## Text
════════════════════
Come and join Tim and Jennifer at Karma Marketplace to learn about practical permaculture with a focus on perennial food forests.
Permaculture is a design system that looks to nature for guidance and information. It is a dialogue between you and the space you are in.

This day-long workshop will focus all aspects of permaculture with a focus on perennial food forests. Topics covered in the workshop include:
•    the ethics and principles of permaculture
•    how these are applied in daily life
•    nature awareness and observation
•    site analysis and assessment
•    forest structures and dynamics
•    plant functions and usage
•    inter-planting, guilds, and plant selection
•    local top 10 list of PC plants
•    the role animals (of all sizes) play in ecosystems
•    the $100 Food Forest
•    question and answer period

An illustrated hand out will be given out to take home including planting plans and plant lists to take home.
════════════════════
(A block of data)
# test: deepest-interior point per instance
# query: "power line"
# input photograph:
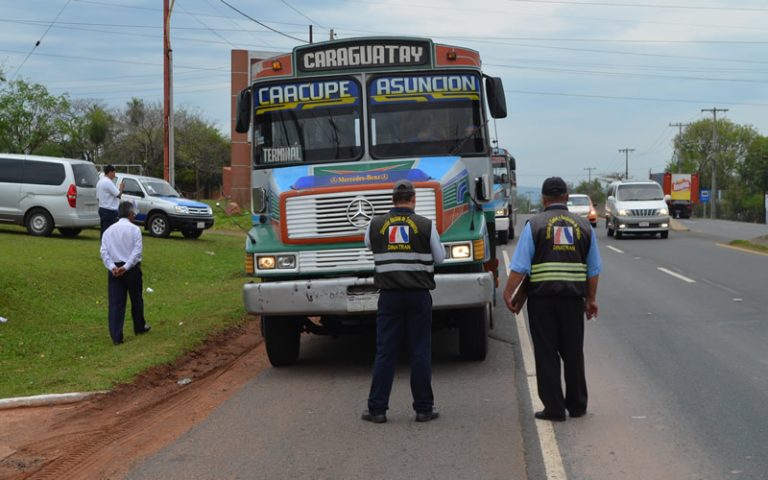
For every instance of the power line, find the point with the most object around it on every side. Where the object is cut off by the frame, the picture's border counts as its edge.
(643, 5)
(299, 12)
(37, 44)
(262, 24)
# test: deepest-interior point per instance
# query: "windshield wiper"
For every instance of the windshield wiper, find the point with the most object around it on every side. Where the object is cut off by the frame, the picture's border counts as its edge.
(464, 140)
════════════════════
## Work required
Copy the permaculture workshop text from "This day-long workshop" to "to take home.", switching "workshop" to "course".

## Answer to this task
This day-long course will focus all aspects of permaculture with a focus on perennial food forests. Topics covered in the course include:
•    the ethics and principles of permaculture
•    how these are applied in daily life
•    nature awareness and observation
•    site analysis and assessment
•    forest structures and dynamics
•    plant functions and usage
•    inter-planting, guilds, and plant selection
•    local top 10 list of PC plants
•    the role animals (of all sizes) play in ecosystems
•    the $100 Food Forest
•    question and answer period

An illustrated hand out will be given out to take home including planting plans and plant lists to take home.